──────── Material for this exercise

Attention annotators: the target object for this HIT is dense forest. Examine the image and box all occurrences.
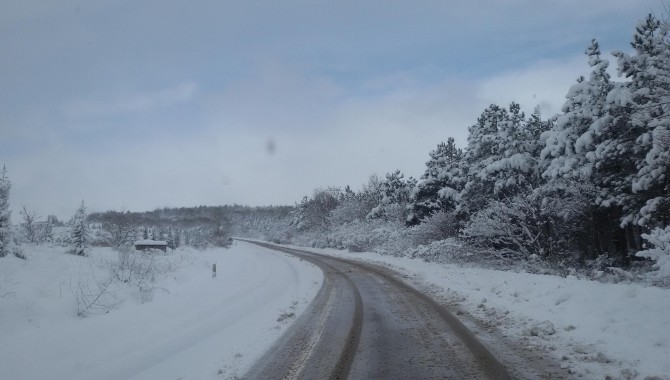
[242,15,670,284]
[0,15,670,284]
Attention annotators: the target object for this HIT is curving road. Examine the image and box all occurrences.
[245,241,511,379]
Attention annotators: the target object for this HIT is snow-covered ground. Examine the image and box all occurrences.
[295,247,670,379]
[0,242,322,379]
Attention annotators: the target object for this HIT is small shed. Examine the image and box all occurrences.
[135,239,167,252]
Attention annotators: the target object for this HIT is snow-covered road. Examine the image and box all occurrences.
[0,243,322,379]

────────────────

Can you format the lines of the items, starting with the line that contains "Attention annotators: the target object for this HIT is curving" and going on through the line that contains "[0,242,322,379]", as a Markdown table with a Row column numbering each line and a Line column holding its text, leaving out any blank lines?

### Problem solution:
| Row | Line |
|---|---|
| 1 | Attention annotators: the target object for this HIT is curving road. Examine the image and box all occurrences. |
| 2 | [245,241,511,379] |
| 3 | Attention annotators: the target object for this HIT is snow-covered ground. Examine the image and box all occurrences. |
| 4 | [295,247,670,379] |
| 5 | [0,242,322,379] |